───── Dataset excerpts ─────

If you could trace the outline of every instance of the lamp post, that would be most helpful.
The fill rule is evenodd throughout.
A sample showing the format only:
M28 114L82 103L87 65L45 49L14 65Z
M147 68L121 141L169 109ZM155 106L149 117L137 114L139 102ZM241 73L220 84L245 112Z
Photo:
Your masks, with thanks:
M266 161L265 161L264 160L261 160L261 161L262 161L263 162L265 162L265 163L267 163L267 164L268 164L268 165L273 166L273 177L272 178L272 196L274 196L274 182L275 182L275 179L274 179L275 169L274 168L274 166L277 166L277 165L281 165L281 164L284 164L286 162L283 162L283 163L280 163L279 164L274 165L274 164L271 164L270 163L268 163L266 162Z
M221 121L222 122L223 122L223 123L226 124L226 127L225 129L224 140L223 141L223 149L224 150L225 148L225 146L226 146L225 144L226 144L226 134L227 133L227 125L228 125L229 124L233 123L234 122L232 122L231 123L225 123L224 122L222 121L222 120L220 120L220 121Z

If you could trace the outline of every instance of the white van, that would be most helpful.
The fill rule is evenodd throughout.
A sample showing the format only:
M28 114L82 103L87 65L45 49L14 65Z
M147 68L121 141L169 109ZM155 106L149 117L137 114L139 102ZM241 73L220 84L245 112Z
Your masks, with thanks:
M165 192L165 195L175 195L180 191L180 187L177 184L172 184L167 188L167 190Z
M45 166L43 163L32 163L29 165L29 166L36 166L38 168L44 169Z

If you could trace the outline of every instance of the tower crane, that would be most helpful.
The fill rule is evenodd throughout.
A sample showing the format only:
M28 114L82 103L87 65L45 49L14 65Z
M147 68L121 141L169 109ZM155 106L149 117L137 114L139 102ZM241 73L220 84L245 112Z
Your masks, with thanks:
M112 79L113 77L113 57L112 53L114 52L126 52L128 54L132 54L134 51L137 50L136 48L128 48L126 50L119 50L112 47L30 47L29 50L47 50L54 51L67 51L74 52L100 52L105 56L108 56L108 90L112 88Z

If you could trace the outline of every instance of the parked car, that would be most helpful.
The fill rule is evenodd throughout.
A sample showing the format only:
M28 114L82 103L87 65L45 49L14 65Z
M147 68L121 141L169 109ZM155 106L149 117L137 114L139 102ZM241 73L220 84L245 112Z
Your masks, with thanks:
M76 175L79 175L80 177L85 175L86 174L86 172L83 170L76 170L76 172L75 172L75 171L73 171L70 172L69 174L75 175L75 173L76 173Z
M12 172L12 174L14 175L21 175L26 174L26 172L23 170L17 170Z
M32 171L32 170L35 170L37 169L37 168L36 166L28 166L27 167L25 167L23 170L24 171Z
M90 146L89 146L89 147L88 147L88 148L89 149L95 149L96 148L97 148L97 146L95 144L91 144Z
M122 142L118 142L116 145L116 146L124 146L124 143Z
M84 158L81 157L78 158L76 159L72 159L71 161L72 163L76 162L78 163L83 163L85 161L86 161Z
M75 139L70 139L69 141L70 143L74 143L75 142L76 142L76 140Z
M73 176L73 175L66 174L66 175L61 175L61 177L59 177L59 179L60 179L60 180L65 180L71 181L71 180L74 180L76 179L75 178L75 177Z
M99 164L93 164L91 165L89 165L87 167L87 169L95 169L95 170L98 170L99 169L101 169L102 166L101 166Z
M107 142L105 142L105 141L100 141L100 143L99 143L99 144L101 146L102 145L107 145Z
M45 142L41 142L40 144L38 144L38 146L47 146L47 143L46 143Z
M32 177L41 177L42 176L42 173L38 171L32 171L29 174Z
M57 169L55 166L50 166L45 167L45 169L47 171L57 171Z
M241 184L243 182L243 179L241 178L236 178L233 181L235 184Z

─────

§ **Set problem**
Can you lay out every one of the lines above as a Markdown table with the columns "No." and "Line", numbering the rows and leaving out the blank lines?

§ **Exercise output**
| No. | Line |
|---|---|
| 1 | If you could trace the outline of every instance of the lamp post, that would be most helpful. |
| 2 | The fill rule is evenodd throughout. |
| 3 | A sample showing the format only: |
| 4 | M28 114L82 103L87 65L45 49L14 65Z |
| 5 | M147 68L121 141L169 109ZM155 106L149 117L137 114L139 102ZM241 73L220 84L245 112Z |
| 6 | Photo: |
| 7 | Your masks, with thanks: |
| 8 | M266 161L265 161L264 160L261 160L261 161L262 161L263 162L265 162L265 163L267 163L267 164L268 164L268 165L273 166L273 177L272 178L272 196L274 196L274 182L275 182L275 179L274 179L275 169L274 168L274 166L277 166L277 165L281 165L281 164L284 164L286 162L283 162L283 163L280 163L279 164L274 165L274 164L271 164L270 163L268 163L266 162Z |
| 9 | M221 121L222 122L223 122L223 123L226 124L226 127L225 129L224 140L223 141L223 149L224 150L225 148L225 146L226 146L225 144L226 144L226 134L227 133L227 125L228 125L229 124L233 123L234 122L232 122L231 123L225 123L224 122L222 121L222 120L220 120L220 121Z |
| 10 | If you could trace the outline of every instance of the white van, that would be most helpful. |
| 11 | The fill rule is evenodd throughout. |
| 12 | A sample showing the format only: |
| 13 | M28 114L82 103L87 65L45 49L14 65Z |
| 14 | M147 68L121 141L169 109ZM155 106L149 117L137 114L139 102ZM241 73L220 84L245 112Z |
| 15 | Your masks, with thanks: |
| 16 | M165 192L165 195L175 195L180 191L180 187L177 184L172 184L167 188L167 190Z |
| 17 | M45 166L43 163L32 163L29 165L29 166L36 166L38 168L44 169Z |
| 18 | If you could trace the outline of every instance of the tower crane, that would be most helpful. |
| 19 | The fill rule is evenodd throughout. |
| 20 | A sample showing the format only: |
| 21 | M28 114L82 103L87 65L45 49L14 65Z |
| 22 | M147 68L121 141L169 109ZM155 106L149 117L137 114L139 102ZM241 73L220 84L245 112Z |
| 23 | Your masks, with thanks: |
| 24 | M112 79L113 77L113 57L112 53L114 52L126 52L128 54L132 54L134 51L137 50L136 48L128 48L126 50L119 50L112 47L30 47L29 50L47 50L54 51L67 51L74 52L100 52L105 56L108 56L108 90L112 88Z |
| 25 | If you could trace the outline of every instance of the parked car, that would be most helpful. |
| 26 | The fill rule is evenodd throughout. |
| 27 | A sample showing the format only: |
| 28 | M28 114L82 103L87 65L45 49L14 65Z |
| 29 | M147 68L121 141L169 109ZM155 106L149 117L137 114L139 102ZM241 73L220 84L245 112Z |
| 30 | Your masks, with thanks: |
| 31 | M76 175L79 175L80 177L85 175L86 174L86 172L83 170L76 170L76 172L75 172L75 171L73 171L70 172L69 174L75 175L75 173L76 173Z |
| 32 | M12 172L12 174L14 175L21 175L26 174L26 172L23 170L17 170Z |
| 33 | M32 171L32 170L35 170L37 169L37 168L36 166L28 166L27 167L25 167L23 170L24 171Z |
| 34 | M90 146L89 146L89 147L88 147L88 148L89 149L95 149L96 148L97 148L97 146L95 144L91 144Z |
| 35 | M122 142L118 142L116 145L116 146L124 146L124 143Z |
| 36 | M84 158L81 157L78 158L76 159L72 159L71 161L72 163L76 162L78 163L83 163L85 161L86 161Z |
| 37 | M75 139L70 139L69 141L70 143L74 143L75 142L76 142L76 140Z |
| 38 | M73 176L73 175L66 174L66 175L61 175L61 177L59 177L59 179L60 179L60 180L65 180L71 181L71 180L74 180L76 179L75 178L75 177Z |
| 39 | M99 164L93 164L91 165L89 165L87 167L87 169L95 169L95 170L98 170L99 169L101 169L102 166L101 166Z |
| 40 | M107 142L105 142L105 141L100 141L100 143L99 143L99 144L101 146L102 145L107 145Z |
| 41 | M45 142L41 142L40 144L38 144L38 146L47 146L47 143L46 143Z |
| 42 | M32 177L41 177L42 176L42 173L38 171L32 171L29 174Z |
| 43 | M57 169L55 166L50 166L45 167L45 169L47 171L57 171Z |
| 44 | M241 184L243 182L243 179L241 178L236 178L233 181L235 184Z |